- Exercise details -
Quote all entries exactly, leaving pictures aside.

- Records from a dataset -
-.-.-
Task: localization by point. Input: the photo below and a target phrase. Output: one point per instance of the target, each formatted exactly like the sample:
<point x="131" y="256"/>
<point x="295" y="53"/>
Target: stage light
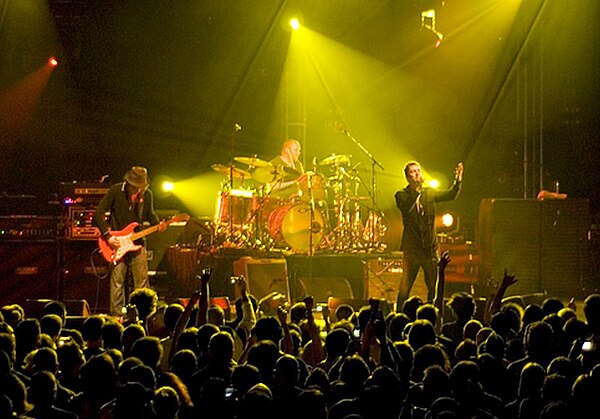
<point x="434" y="184"/>
<point x="168" y="186"/>
<point x="295" y="24"/>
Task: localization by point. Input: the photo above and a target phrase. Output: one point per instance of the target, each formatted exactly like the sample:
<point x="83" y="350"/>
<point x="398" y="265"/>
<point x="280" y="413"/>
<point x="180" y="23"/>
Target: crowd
<point x="424" y="360"/>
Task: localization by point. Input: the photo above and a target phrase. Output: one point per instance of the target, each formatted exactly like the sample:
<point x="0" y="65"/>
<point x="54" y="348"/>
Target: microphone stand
<point x="230" y="184"/>
<point x="311" y="218"/>
<point x="374" y="163"/>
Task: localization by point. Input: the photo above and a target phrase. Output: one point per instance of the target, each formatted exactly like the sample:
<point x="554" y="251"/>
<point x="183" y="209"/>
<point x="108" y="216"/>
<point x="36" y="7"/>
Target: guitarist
<point x="126" y="202"/>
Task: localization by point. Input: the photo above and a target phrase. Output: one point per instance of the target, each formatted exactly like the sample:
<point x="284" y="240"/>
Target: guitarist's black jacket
<point x="122" y="212"/>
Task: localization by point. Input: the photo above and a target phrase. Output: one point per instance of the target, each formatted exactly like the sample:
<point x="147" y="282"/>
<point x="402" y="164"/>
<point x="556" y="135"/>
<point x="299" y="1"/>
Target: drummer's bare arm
<point x="278" y="186"/>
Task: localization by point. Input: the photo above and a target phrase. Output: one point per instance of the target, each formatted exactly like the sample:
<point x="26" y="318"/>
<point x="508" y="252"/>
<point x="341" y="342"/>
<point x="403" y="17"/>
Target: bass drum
<point x="289" y="226"/>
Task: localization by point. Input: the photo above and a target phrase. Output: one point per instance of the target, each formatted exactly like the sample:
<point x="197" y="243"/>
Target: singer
<point x="289" y="158"/>
<point x="419" y="240"/>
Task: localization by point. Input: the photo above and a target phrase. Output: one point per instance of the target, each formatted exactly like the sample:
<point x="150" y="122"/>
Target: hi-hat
<point x="252" y="161"/>
<point x="236" y="172"/>
<point x="335" y="159"/>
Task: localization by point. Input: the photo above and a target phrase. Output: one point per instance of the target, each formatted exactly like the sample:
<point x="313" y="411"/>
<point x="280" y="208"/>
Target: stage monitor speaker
<point x="263" y="276"/>
<point x="80" y="308"/>
<point x="564" y="246"/>
<point x="85" y="276"/>
<point x="158" y="243"/>
<point x="34" y="308"/>
<point x="509" y="237"/>
<point x="324" y="276"/>
<point x="384" y="276"/>
<point x="28" y="270"/>
<point x="544" y="243"/>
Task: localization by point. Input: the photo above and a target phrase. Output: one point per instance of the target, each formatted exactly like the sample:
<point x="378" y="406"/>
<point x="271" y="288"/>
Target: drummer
<point x="288" y="162"/>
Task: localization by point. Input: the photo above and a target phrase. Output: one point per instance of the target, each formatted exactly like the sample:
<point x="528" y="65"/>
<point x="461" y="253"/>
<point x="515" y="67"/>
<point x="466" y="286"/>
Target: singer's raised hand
<point x="458" y="172"/>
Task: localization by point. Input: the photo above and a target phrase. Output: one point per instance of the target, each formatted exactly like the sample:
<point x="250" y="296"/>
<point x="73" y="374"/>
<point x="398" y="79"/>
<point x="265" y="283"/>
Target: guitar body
<point x="126" y="244"/>
<point x="128" y="236"/>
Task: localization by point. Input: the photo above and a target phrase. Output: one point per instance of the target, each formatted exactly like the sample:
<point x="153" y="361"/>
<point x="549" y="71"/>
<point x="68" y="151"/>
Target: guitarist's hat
<point x="137" y="176"/>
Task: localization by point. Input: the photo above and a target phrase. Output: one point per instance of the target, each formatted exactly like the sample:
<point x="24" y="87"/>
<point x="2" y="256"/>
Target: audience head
<point x="145" y="301"/>
<point x="410" y="306"/>
<point x="462" y="305"/>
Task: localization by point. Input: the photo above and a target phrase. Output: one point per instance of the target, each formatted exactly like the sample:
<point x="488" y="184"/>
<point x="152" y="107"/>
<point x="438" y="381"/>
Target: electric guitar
<point x="128" y="236"/>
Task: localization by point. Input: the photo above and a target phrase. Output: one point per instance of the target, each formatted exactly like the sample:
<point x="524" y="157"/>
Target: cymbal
<point x="252" y="161"/>
<point x="290" y="172"/>
<point x="335" y="159"/>
<point x="236" y="172"/>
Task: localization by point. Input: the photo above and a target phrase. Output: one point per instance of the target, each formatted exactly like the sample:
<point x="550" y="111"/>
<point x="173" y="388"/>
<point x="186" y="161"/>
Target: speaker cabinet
<point x="263" y="276"/>
<point x="384" y="276"/>
<point x="85" y="276"/>
<point x="28" y="270"/>
<point x="564" y="247"/>
<point x="542" y="242"/>
<point x="157" y="246"/>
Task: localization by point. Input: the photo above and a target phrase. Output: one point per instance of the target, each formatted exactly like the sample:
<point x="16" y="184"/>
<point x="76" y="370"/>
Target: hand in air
<point x="508" y="280"/>
<point x="444" y="260"/>
<point x="282" y="315"/>
<point x="458" y="172"/>
<point x="310" y="303"/>
<point x="114" y="242"/>
<point x="206" y="274"/>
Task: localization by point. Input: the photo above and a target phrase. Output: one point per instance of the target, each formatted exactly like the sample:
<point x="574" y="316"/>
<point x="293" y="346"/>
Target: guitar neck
<point x="145" y="232"/>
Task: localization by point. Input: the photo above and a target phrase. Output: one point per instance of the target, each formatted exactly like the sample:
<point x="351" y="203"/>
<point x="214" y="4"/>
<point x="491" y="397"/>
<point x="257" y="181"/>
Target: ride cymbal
<point x="231" y="170"/>
<point x="267" y="174"/>
<point x="252" y="161"/>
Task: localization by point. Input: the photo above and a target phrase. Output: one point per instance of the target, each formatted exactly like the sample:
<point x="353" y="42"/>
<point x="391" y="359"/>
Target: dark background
<point x="162" y="83"/>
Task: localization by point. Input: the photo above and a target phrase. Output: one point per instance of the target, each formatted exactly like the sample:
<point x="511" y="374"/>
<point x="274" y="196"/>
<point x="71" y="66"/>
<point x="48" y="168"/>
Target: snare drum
<point x="318" y="182"/>
<point x="289" y="226"/>
<point x="262" y="207"/>
<point x="240" y="201"/>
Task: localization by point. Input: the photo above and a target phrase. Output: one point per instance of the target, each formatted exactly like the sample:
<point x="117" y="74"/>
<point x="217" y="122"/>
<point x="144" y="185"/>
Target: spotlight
<point x="295" y="24"/>
<point x="428" y="18"/>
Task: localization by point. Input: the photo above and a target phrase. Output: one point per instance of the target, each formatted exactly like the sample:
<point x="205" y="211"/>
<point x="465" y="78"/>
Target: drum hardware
<point x="252" y="161"/>
<point x="335" y="159"/>
<point x="271" y="174"/>
<point x="231" y="170"/>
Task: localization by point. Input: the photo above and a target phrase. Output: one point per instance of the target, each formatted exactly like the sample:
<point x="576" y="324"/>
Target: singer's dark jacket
<point x="419" y="236"/>
<point x="122" y="211"/>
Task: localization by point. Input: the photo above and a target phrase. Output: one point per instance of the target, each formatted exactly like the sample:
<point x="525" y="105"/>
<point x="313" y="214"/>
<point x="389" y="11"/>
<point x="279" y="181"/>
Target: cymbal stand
-.-.-
- Written solution -
Task: localization by point. Input: the photo below and a target phrase. Output: one point per instance of the target, each formatted exactly like the sample:
<point x="131" y="256"/>
<point x="295" y="53"/>
Target: stage light
<point x="434" y="184"/>
<point x="168" y="186"/>
<point x="295" y="24"/>
Task: localization by point. Input: the photo above and a target phrase. Output: one point per instance of the target, each formatted exactly like the sample:
<point x="83" y="350"/>
<point x="398" y="265"/>
<point x="280" y="413"/>
<point x="180" y="23"/>
Target: crowd
<point x="424" y="360"/>
Task: localization by point. Input: the photo above and a target phrase. Output: one point per instance of the target, each formatted exactly like the sample:
<point x="0" y="65"/>
<point x="54" y="348"/>
Target: microphone stand
<point x="230" y="184"/>
<point x="311" y="218"/>
<point x="374" y="163"/>
Task: localization by point. Input: the photo above and a target phrase. Output: one point per instance of the target, each formatted exactly like the sample:
<point x="554" y="251"/>
<point x="183" y="209"/>
<point x="108" y="216"/>
<point x="36" y="7"/>
Target: guitarist
<point x="126" y="202"/>
Task: localization by point. Input: the photo above and a target phrase. Output: one point per instance of the target, each formatted exactly like the sample:
<point x="284" y="240"/>
Target: guitarist's black jacket
<point x="122" y="212"/>
Task: localization by point. Input: the photo above and a target phrase. Output: one point per instance of the target, each formatted exactly like the sample:
<point x="147" y="282"/>
<point x="402" y="164"/>
<point x="556" y="135"/>
<point x="299" y="1"/>
Target: drummer's bare arm
<point x="278" y="186"/>
Task: localization by point. Input: the photo above and a target phrase. Output: one point per instance of the target, each formatted exactly like the sample:
<point x="26" y="318"/>
<point x="508" y="252"/>
<point x="341" y="342"/>
<point x="403" y="17"/>
Target: bass drum
<point x="289" y="226"/>
Task: localization by point. Input: the photo above and a target phrase. Output: one point per instance of the target, each formatted exactly like the sample:
<point x="197" y="243"/>
Target: singer
<point x="289" y="158"/>
<point x="419" y="240"/>
Task: localization by point. Input: the photo above and a target phrase. Output: one point per instance of the target, each formatted exactly like the sample:
<point x="150" y="122"/>
Target: hi-hat
<point x="252" y="161"/>
<point x="236" y="172"/>
<point x="335" y="159"/>
Task: localization by point. Input: the photo above and a target phrase. Output: one point per instance of the target, each formatted exactly like the sample:
<point x="313" y="411"/>
<point x="280" y="208"/>
Target: stage monitor speaker
<point x="263" y="276"/>
<point x="80" y="308"/>
<point x="564" y="246"/>
<point x="85" y="276"/>
<point x="158" y="243"/>
<point x="34" y="308"/>
<point x="509" y="237"/>
<point x="324" y="276"/>
<point x="384" y="276"/>
<point x="28" y="270"/>
<point x="544" y="243"/>
Task: localization by point. Input: the photo above and a target phrase. Output: one point per instance of the target, each formatted exactly like the sample:
<point x="378" y="406"/>
<point x="271" y="288"/>
Target: drummer
<point x="288" y="162"/>
Task: localization by point. Input: the photo above and a target phrase. Output: one point per instance of the target, each formatted exactly like the sample:
<point x="528" y="65"/>
<point x="461" y="253"/>
<point x="515" y="67"/>
<point x="466" y="286"/>
Target: singer's raised hand
<point x="458" y="172"/>
Task: localization by point. Input: the photo above and a target phrase. Output: one point per instance of the target, each formatted exactly like the sample:
<point x="250" y="296"/>
<point x="73" y="374"/>
<point x="398" y="79"/>
<point x="265" y="283"/>
Target: guitar body
<point x="126" y="244"/>
<point x="128" y="236"/>
Task: localization by point. Input: the photo above and a target phrase. Output: one point per instance of the target, each formatted exactly like the sample:
<point x="153" y="361"/>
<point x="549" y="71"/>
<point x="68" y="151"/>
Target: guitarist's hat
<point x="137" y="176"/>
Task: localization by point. Input: the photo above and a target phrase. Output: one point per instance of the target, each formatted exactly like the sample:
<point x="24" y="87"/>
<point x="2" y="256"/>
Target: audience head
<point x="145" y="301"/>
<point x="410" y="306"/>
<point x="462" y="305"/>
Task: localization by point. Input: the photo above and a target phrase. Output: one point per instance of the target, each formatted exactly like the sample:
<point x="488" y="184"/>
<point x="152" y="107"/>
<point x="438" y="381"/>
Target: electric guitar
<point x="128" y="236"/>
Task: localization by point. Input: the photo above and a target phrase. Output: one point per instance of the target, each formatted exactly like the sample:
<point x="524" y="157"/>
Target: cymbal
<point x="252" y="161"/>
<point x="290" y="172"/>
<point x="335" y="159"/>
<point x="236" y="172"/>
Task: localization by point. Input: the photo above and a target phrase. Output: one point per instance of the target, each formatted exactly like the sample:
<point x="550" y="111"/>
<point x="173" y="388"/>
<point x="186" y="161"/>
Target: speaker cabinet
<point x="263" y="276"/>
<point x="384" y="276"/>
<point x="85" y="276"/>
<point x="28" y="270"/>
<point x="564" y="247"/>
<point x="542" y="242"/>
<point x="157" y="246"/>
Task: localization by point. Input: the photo above and a target phrase. Output: one point per instance of the target, each formatted exactly like the sample:
<point x="16" y="184"/>
<point x="76" y="370"/>
Target: hand in air
<point x="508" y="280"/>
<point x="444" y="260"/>
<point x="282" y="315"/>
<point x="458" y="172"/>
<point x="310" y="303"/>
<point x="114" y="242"/>
<point x="206" y="274"/>
Task: localization by point. Input: the photo above and a target phrase. Output: one point per instance of the target, each formatted exactly like the sample:
<point x="574" y="316"/>
<point x="293" y="346"/>
Target: guitar neck
<point x="145" y="232"/>
Task: localization by point. Input: the photo above and a target phrase. Output: one point per instance of the target, each formatted exactly like the sample:
<point x="351" y="203"/>
<point x="214" y="4"/>
<point x="491" y="397"/>
<point x="257" y="181"/>
Target: ride cymbal
<point x="231" y="170"/>
<point x="267" y="174"/>
<point x="252" y="161"/>
Task: localization by point. Input: the photo above and a target phrase. Output: one point per instance of the target, each formatted exactly like the sample:
<point x="353" y="42"/>
<point x="391" y="359"/>
Target: dark background
<point x="162" y="83"/>
Task: localization by point. Input: the photo above and a target phrase. Output: one point per instance of the target, each formatted exactly like the sample:
<point x="511" y="374"/>
<point x="274" y="196"/>
<point x="71" y="66"/>
<point x="48" y="168"/>
Target: snare drum
<point x="318" y="182"/>
<point x="289" y="226"/>
<point x="262" y="207"/>
<point x="240" y="201"/>
Task: localization by point. Input: the photo above and a target phrase. Output: one point per instance of the target, each formatted exactly like the sample:
<point x="117" y="74"/>
<point x="217" y="122"/>
<point x="144" y="185"/>
Target: spotlight
<point x="295" y="24"/>
<point x="428" y="18"/>
Task: localization by point. Input: the photo above and a target phrase. Output: one point per instance of the target, each formatted exactly like the sample:
<point x="205" y="211"/>
<point x="465" y="78"/>
Target: drum hardware
<point x="252" y="161"/>
<point x="335" y="159"/>
<point x="271" y="174"/>
<point x="231" y="170"/>
Task: localization by point. Input: the photo above and a target phrase. Output: one point per instance of the target, each formatted exactly like the sample:
<point x="576" y="324"/>
Target: singer's dark jacket
<point x="419" y="236"/>
<point x="122" y="211"/>
Task: localization by point. Input: the photo above and a target phrase. Output: one point per instance of the target, each formatted exactly like the sample:
<point x="525" y="105"/>
<point x="313" y="214"/>
<point x="389" y="11"/>
<point x="279" y="181"/>
Target: cymbal stand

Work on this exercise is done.